----- EXTRACTO DE PÁGINA

Aunque la liturgia parece sólo un
entramado de ritos y palabras, de acciones sacramentales y plegarias, de
lecturas y cantos, a todos estos elementos esenciales hay que sumarles el
silencio. En distintas formas, y con distintos sentidos según el momento, pero
el silencio es elemento necesario del culto cristiano, la nota que permite la
interioridad y la hondura, la asimilación personal y la amorosa contemplación
durante la misma liturgia.
Parece
que hay –ojalá sea así- un interés real en cuidar el silencio sagrado. “La Iglesia del Vaticano II,
que ha redescubierto en la celebración litúrgica la importancia de la Sagrada Escritura
(SC 24) y ha reafirmado su fe en Cristo “presente en su palabra” (SC 7), también
ha prestado una atención renovada al silencio como momento de la acción
litúrgica (volviendo a tomar así los valores de una venerable tradición
inspirada en la Biblia),
en el ámbito de una situación socio-religiosa donde el silencio a menudo se
siente como una necesidad vital”[1].
Una
liturgia sin silencio es un caos precipitado que, difícilmente, ayuda a vivir
el culto litúrgico como un culto lógico-espiritual, razonable.
El
silencio no es, sin más, una pausa, un descanso en la liturgia, sino la forma
de orar personalmente –sea meditando, gustando o contemplando, sea suplicando-.
Es un silencio lleno de contenido y, por tanto, necesario para una liturgia que
es, ante todo, vida espiritual y escuela de espiritualidad.
Que
la liturgia es también silencio, ¡también!, lo explicaba Ratzinger en su obra
“El espíritu de la liturgia”:
“Cada vez comprendemos con más
claridad que el silencio pertenece también a la liturgia. Respondemos al Dios
que nos habla cantando y orando, pero este gran misterio, que supera toda
palabra, nos llama también al silencio. Ciertamente debe ser un silencio lleno,
algo más que la ausencia de discurso y acción. De la liturgia esperamos
precisamente esto, que nos conceda el silencio positivo, en el que nos
encontramos con nosotros mismos; ese silencio que no sea simple pausa, en la
que nos asaltan miles de pensamientos y deseos, sino recogimiento, que nos dé
paz interior, que nos permita respirar, que libro lo sustancial que estaba
oculto. Por eso no se puede “hacer” silencio sin más, es decir, ordenarlo como
una acción entre las demás. No es causal que haya hoy día por todas partes
tanto interés en los ejercicios de introspección y en la espiritualidad del
vaciamiento: sale así a la luz una necesidad interior del hombre a la que
evidentemente, en la forma actual de la liturgia, no se da la justa
importancia”[2].
Es
necesario entender claramente que el silencio forma parte natural de la misma
liturgia y que el silencio es uno de los medios que el mismo Concilio Vaticano
II como forma de participar activa y fructuosa; por ello el silencio ni es un
añadido, ni es un estorbo, sino un elemento más del desarrollo de toda liturgia
para que todos participen:
“Para promover la participación
activa, se fomentarán las aclamaciones del pueblo, las respuestas, la salmodia,
las antífonas, los cantos y también las acciones o gestos y posturas
corporales. Guárdese, además, a su debido tiempo, un silencio sagrado” (SC 30).

----------

→ **CONSIGNA**
¿Qué elementos enumera la primera frase del texto sobre el silencio en la liturgia como el entramado que parece formar la liturgia, antes de sumarles el silencio?

----- EXTRACTOS DE REGISTROS

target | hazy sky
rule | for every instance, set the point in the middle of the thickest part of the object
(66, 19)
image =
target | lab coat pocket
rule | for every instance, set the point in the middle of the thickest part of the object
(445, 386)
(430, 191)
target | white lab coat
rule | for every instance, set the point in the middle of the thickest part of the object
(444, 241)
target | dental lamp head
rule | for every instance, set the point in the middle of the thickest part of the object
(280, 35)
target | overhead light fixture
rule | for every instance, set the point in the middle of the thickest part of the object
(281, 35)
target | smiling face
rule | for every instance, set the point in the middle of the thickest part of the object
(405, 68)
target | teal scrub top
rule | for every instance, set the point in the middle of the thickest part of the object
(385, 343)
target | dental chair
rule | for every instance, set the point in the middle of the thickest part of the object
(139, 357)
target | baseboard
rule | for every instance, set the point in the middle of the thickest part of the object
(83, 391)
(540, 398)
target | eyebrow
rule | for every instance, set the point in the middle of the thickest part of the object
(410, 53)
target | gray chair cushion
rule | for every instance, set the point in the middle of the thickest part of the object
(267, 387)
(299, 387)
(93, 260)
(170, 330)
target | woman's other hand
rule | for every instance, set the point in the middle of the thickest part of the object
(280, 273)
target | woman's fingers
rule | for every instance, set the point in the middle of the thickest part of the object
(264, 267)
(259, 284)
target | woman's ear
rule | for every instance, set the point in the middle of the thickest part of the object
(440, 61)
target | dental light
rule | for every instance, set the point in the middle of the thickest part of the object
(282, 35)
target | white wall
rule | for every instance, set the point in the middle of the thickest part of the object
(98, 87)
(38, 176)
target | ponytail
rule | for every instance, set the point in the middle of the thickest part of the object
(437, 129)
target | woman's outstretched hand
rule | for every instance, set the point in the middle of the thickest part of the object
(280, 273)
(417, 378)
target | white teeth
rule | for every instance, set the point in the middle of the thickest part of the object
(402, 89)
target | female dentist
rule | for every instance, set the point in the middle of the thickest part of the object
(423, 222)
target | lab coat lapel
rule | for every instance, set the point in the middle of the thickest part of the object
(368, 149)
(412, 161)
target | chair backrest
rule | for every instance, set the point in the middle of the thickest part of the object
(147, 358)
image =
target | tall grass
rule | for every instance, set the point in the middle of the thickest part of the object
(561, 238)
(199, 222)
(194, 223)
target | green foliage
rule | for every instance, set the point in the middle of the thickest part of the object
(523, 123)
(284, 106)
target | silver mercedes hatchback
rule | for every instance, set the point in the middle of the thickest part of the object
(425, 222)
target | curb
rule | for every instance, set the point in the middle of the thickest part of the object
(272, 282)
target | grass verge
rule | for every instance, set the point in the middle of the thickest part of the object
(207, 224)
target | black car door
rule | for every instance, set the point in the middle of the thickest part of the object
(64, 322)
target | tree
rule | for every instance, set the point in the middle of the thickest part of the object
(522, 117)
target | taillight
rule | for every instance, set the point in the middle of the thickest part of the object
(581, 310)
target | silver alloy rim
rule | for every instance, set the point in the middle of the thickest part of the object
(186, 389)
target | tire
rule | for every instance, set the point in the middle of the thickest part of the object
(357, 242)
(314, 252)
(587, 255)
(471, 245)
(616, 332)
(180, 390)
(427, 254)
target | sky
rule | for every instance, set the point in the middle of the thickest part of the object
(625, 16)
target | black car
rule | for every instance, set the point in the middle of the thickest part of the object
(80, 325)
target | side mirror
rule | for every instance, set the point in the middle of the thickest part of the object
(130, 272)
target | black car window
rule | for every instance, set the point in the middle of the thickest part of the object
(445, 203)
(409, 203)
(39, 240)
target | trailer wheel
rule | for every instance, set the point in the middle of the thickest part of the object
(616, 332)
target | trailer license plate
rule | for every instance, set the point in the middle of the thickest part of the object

----------

→ **SOLUCIÓN PROPUESTA**
Ritos, palabras, acciones sacramentales, plegarias, lecturas y cantos.